SHORT PROBLEM: Write the next part of the passage on corporate cost-cutting and temporary staffing, picking up after its final sentence.

SELECTION:
** Begin **

There is a major problem with this practice. Yes, the logic they use is faulty. They are not really saving anything. The problem is this: no matter how much money you try to save through this practice, you spend it out trying to fix faulty products made through substandard labor which is a by-product of seeking cheaper labor, parts, and manufacturing methods. Cutting corners will not solve your company’s woes, it will only end up causing more problems than you have solved.
Another disturbing trend in companies today is their sudden interest in hiring help through temporary staffing services instead of looking for solid, hard working people willing to work reasonable hours for a reasonable wage or salary and health insurance for them and their families. Instead, companies seek to cut costs by no longer offering health benefits and cutting to temporary staffing needs instead of full time happy workers who can get more done than any part-time worker.
In the long run, these temporary staffing places cost a company more. The staffing turns out inferior products, causing a rise in cost to the company. The contracts with staffing services also cost the company in the long run. And it all costs the company the most as their reputation and quality of product begins to see the damage done by faulty business practices.

** End **

LISTED RECORDS:
** Begin **

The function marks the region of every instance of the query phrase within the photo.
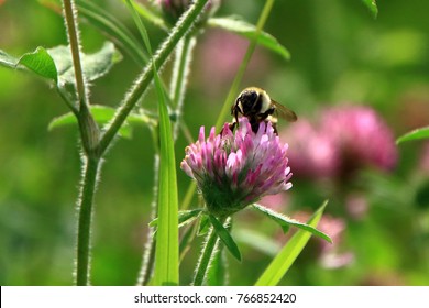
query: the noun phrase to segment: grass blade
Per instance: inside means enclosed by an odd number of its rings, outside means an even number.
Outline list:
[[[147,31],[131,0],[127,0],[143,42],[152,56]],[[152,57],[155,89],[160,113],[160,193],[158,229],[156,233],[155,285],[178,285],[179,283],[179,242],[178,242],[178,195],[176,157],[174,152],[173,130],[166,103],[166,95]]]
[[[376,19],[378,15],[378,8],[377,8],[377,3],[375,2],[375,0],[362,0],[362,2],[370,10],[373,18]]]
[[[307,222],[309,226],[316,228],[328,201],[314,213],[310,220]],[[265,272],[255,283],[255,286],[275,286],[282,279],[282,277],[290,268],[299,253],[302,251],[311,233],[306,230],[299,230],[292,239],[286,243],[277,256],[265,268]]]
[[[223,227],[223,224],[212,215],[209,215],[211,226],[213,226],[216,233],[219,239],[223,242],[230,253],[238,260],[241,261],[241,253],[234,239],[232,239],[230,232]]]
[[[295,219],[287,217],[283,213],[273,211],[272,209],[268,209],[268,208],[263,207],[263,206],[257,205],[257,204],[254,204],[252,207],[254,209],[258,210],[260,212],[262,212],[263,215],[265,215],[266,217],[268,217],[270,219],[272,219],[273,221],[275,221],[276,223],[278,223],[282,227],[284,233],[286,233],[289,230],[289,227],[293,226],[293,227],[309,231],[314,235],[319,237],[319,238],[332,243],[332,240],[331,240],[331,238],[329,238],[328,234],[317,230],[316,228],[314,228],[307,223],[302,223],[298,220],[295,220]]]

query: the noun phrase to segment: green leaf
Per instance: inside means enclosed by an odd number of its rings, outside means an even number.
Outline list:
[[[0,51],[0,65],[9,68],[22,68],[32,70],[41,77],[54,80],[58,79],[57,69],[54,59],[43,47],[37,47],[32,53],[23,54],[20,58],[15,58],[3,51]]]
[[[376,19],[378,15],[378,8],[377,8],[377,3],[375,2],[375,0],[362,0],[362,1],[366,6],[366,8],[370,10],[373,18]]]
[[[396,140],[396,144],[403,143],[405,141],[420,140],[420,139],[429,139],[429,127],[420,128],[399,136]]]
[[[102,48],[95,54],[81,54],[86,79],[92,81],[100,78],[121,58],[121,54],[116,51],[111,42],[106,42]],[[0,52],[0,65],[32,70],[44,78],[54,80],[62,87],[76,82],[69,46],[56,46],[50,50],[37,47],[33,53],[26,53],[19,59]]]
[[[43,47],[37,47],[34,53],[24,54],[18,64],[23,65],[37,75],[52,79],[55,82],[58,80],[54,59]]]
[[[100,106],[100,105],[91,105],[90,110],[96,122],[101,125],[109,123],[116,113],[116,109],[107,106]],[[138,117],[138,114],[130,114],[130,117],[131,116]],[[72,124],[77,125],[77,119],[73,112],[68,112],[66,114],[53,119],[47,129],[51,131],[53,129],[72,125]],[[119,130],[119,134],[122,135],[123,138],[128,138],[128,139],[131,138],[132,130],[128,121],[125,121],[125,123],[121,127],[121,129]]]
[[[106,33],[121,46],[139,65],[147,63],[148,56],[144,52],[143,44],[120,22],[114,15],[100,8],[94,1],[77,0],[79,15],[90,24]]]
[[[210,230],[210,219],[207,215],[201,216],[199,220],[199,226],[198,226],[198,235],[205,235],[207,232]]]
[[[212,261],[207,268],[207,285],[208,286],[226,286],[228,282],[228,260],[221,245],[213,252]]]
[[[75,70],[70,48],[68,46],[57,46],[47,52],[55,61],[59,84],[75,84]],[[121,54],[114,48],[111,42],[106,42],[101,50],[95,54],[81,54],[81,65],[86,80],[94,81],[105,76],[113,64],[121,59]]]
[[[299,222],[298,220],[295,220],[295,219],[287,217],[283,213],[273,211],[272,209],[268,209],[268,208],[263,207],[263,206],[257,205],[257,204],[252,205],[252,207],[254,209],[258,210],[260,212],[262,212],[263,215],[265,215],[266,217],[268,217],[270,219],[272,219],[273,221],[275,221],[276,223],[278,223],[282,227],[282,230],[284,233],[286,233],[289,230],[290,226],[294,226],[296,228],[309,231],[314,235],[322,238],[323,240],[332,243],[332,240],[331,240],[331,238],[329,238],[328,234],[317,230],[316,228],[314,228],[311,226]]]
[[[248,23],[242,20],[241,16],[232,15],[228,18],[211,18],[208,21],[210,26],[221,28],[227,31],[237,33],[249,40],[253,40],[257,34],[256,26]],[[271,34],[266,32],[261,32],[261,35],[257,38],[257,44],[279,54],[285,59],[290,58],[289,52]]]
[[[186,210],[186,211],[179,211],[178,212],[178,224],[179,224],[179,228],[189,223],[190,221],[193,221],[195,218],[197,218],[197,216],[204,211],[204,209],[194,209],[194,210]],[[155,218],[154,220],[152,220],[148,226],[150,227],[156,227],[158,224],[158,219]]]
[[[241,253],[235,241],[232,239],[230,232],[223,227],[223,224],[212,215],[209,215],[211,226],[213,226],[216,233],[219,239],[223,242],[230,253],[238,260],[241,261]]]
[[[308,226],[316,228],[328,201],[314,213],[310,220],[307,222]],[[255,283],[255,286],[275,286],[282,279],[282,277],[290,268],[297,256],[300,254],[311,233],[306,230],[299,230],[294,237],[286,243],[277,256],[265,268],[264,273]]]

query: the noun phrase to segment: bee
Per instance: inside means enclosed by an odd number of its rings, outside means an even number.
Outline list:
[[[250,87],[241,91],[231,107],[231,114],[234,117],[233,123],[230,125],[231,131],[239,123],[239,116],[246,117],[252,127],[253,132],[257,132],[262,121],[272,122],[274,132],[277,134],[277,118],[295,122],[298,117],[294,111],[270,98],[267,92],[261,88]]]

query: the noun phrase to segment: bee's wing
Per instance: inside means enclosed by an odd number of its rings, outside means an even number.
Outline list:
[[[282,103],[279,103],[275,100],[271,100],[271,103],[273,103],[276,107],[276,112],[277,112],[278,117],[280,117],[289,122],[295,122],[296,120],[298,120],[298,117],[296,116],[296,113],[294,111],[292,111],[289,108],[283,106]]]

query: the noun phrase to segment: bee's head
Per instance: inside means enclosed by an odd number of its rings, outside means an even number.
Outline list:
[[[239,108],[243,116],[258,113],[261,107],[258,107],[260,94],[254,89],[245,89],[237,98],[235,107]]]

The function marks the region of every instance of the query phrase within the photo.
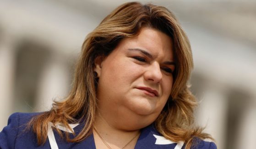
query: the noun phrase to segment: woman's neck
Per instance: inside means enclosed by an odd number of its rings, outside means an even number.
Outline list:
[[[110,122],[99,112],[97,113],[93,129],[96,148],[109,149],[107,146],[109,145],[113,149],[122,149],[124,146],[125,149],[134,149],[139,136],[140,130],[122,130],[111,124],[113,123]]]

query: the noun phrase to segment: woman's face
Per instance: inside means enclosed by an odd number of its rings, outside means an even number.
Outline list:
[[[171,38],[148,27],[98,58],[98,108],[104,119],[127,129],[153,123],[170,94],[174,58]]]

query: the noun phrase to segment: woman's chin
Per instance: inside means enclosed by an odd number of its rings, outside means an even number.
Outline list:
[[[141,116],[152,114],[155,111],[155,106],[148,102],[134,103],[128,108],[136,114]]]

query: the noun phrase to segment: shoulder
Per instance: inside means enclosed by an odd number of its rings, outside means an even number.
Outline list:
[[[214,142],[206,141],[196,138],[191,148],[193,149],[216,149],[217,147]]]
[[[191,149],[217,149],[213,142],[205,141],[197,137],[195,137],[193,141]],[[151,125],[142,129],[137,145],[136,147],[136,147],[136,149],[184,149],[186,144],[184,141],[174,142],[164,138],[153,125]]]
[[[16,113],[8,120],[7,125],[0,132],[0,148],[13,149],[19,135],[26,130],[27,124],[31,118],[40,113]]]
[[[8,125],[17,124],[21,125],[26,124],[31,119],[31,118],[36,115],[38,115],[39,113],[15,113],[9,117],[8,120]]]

** End **

ANSWER TO THIS EXERCISE:
I know, in this current age of social consciousness, that what I have been saying is shocking, but it is true. It is even hard for us to understand how corporate heads who claim to be so ethical could act so unethically. Many seem to think themselves to be above the law, when they really aren’t. They should strictly adhere to the very rules they expect their employees to obey, but tend to ignore the very rules they try to impose. They even seem to ignore rules set by the government to regulate-in a limited way-safety, welfare of the workers, wages, and even behavior. Even the limitation on how large a company can get is ignored.
Today, entertainment is divided among only three big companies. Television and radio is split among just as few companies. Our own media is split between only two. Any who try to rise without being linked to these select corporations are forced out of business or forced to merge with them even though there are anti-trust and anti-monopoly laws in effect in this country. This, also, is unethical practice.
Fact: ethics demand that every corporate head act responsibly. Yet, when crisis strikes, the first thing to go is personal responsibility. It seems to always be replaced with a blaming of “high” wages for the employees, never with their own gluttonous greed which is mirrored in their million-dollar salaries, million-dollar severance packages, top-of-the-line retirement benefits, and best-in-the-world health care options which are never passed down to their employees.
Fact: if one acts ethically, they are the first to make sacrifices. As head of a company, they should be the first to take a pay cut, and this cut should always be the largest of any pay cut. They should always search for other ways to handle a financial crisis, leaving lay-offs as the very last and most drastic resort.
Fact: in ethics, the employee is always seen as your most precious resource. They are more precious to you than anything else. Without your employees, you have no one to keep your company going. No work gets done. No products are made. Nothing can be sold, no profits made. Yet, it seems as if company heads currently see their employees as either a tradable commodity or an expendable temporary resource they can simply write off as a loss whenever they need to cut costs.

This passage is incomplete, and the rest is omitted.